Je crois bien avoir déjà écrit quelque part que j’aimerais être capable d’écrire rapidement sur des expériences, être capable de ne donner peut-être que quelques mots pertinents à la suite du visionnage d’un film, d’une lecture ou de la découverte d’un jeu. J’ai pourtant déjà essayé de le faire.
Aujourd’hui, je suis tombé sur quelques pages que j’ai écrites en 2008 pour un séminaire donné par Silvestra Mariniello dans le cadre de ma maîtrise en études cinématographiques. J’ai été marqué par cette professeure, qui a la sagesse de ne pas sous-estimer la capacité (quantitative et qualitative) de lecture des étudiants et dont les travaux tout au long du séminaire, quatre courts textes de deux pages, ont pu facilement être sous-estimés par les étudiants eux-mêmes. C’est là que j’ai véritablement compris la citation de Pascal à propos du temps d’écriture, où j’ai vu comment écrire deux pages étaient plus difficiles qu’en écrire six. J’ai compris finalement qu’écrire tout court était difficile.

# # #

Consignes:
A: D'après le texte sur l'écriture brève, quels travaux les étudiants devaient-ils remettre tout au long du séminaire ?
B: Rédigez la suite du texte sur l'écriture brève, à partir de sa dernière phrase.

# # #

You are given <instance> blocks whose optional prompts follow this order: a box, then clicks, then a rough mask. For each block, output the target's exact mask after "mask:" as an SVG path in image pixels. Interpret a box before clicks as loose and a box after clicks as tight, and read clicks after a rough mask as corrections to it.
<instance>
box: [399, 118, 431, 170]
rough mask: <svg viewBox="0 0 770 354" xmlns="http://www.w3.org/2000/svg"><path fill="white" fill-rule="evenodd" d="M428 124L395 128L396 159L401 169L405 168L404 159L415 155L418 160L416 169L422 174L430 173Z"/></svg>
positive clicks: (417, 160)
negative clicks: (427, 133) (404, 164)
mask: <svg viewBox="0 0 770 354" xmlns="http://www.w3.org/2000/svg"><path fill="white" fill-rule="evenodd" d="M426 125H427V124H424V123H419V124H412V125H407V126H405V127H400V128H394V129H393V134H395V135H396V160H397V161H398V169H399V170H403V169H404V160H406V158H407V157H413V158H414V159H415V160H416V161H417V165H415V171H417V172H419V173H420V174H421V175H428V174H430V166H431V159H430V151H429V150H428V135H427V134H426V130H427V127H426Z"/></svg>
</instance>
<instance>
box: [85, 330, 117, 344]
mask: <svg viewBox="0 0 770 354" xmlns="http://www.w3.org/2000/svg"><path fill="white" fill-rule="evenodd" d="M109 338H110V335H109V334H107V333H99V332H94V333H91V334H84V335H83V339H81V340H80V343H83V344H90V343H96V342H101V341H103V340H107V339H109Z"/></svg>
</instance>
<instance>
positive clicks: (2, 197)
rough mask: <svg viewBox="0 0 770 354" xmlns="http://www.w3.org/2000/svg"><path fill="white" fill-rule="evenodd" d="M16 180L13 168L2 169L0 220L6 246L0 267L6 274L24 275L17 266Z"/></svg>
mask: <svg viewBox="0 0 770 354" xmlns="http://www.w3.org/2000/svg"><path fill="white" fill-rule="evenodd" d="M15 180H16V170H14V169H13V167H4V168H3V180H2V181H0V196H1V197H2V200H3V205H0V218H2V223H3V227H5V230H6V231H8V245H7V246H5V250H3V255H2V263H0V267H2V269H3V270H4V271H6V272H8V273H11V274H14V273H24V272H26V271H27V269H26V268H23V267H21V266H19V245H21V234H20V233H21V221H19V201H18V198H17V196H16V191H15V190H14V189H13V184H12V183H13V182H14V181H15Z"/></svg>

# # #

Réponses:
A: Quatre courts textes de deux pages.

B:
Relire l’un de ces textes m’a rappelé la situation dans laquelle j’étais lorsque j’ai visionné Tokyo-ga (1985) de Wim Wenders. J’étais dans la salle de séminaire, dans une projection que nous avions choisie de faire pour avoir l’expérience collective du film. Au final, je me souviens que la plupart des gens ne sont pas restés pour la projection et que je me suis retrouvé seul pour la fin du film, certains ayant quitté avant la fin. Toute la séquence où le personnage d’Atsuta pleure en racontant son expérience avec Ozu m’avait particulièrement ému, d’autant plus que j’étais seul dans cette salle obscure dont le seul fil de lumière était celui des néons du corridor en face du secrétariat de mon département. C’était vraiment une étrange expérience, qui illustrait peut-être littéralement comment on peut se sentir seul dans ses préoccupations même si on est au milieu d’une grande institution.
Le travail que j’ai remis, qui suit, devait porter sur les possibilités et contraintes du genre « essai », en l’illustrant par le livre L’empire des signes de Barthes et un film parmi trois. Voici ce que j’avais écrit. J’aimerais éventuellement pouvoir poursuivre une réflexion dans cette lignée.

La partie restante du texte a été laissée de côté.